#### TASK DESCRIPTION:
In the listing below, find the line holding "pixel 329 684" and the line holding "pixel 241 849". Write out those two lines and all lines between, exactly, and nothing more.
-----
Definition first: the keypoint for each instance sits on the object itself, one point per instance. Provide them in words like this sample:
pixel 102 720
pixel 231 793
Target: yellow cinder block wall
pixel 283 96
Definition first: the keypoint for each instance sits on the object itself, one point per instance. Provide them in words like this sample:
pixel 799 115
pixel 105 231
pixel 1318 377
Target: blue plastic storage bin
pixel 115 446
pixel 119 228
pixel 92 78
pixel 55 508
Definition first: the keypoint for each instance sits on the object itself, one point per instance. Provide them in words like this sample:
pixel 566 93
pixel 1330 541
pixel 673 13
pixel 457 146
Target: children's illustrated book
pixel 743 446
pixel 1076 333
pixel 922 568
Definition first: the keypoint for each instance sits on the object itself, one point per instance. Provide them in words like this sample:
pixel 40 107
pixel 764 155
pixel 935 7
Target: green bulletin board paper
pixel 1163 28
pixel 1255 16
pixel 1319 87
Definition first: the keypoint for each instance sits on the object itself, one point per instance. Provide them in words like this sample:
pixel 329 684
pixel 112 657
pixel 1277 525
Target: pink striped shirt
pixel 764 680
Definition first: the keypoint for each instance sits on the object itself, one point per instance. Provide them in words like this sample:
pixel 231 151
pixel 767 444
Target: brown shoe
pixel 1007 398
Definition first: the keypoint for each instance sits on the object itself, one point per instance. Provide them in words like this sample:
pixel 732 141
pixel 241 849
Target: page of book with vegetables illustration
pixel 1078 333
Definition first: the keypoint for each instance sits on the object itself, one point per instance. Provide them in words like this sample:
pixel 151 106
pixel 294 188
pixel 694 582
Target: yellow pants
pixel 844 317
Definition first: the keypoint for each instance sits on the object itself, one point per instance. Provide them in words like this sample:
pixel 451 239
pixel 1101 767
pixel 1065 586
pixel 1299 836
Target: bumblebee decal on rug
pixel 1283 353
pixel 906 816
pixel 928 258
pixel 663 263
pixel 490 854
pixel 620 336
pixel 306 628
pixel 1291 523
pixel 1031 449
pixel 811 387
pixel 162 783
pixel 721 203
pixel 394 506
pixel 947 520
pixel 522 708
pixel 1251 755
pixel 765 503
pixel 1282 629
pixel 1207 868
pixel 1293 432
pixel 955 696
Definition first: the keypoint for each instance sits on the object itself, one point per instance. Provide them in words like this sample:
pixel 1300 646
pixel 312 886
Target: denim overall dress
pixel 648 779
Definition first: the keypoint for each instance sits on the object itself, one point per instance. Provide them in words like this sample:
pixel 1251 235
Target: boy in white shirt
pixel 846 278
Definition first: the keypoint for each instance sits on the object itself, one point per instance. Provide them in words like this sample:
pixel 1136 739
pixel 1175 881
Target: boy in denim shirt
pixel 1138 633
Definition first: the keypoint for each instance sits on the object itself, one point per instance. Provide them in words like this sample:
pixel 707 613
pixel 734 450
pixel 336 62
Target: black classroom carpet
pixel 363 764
-----
#### EXERCISE RESPONSE:
pixel 329 684
pixel 112 657
pixel 1277 525
Target: pink striped shirt
pixel 764 680
Definition first: the keypoint for each instance sits on the object itself, one point per instance. Provide them in words like this sample:
pixel 231 151
pixel 767 444
Target: brown shoe
pixel 1007 398
Definition first: the keypoint for each instance sits on the object itself, one point per instance. Provide them in words like this sample:
pixel 732 141
pixel 241 849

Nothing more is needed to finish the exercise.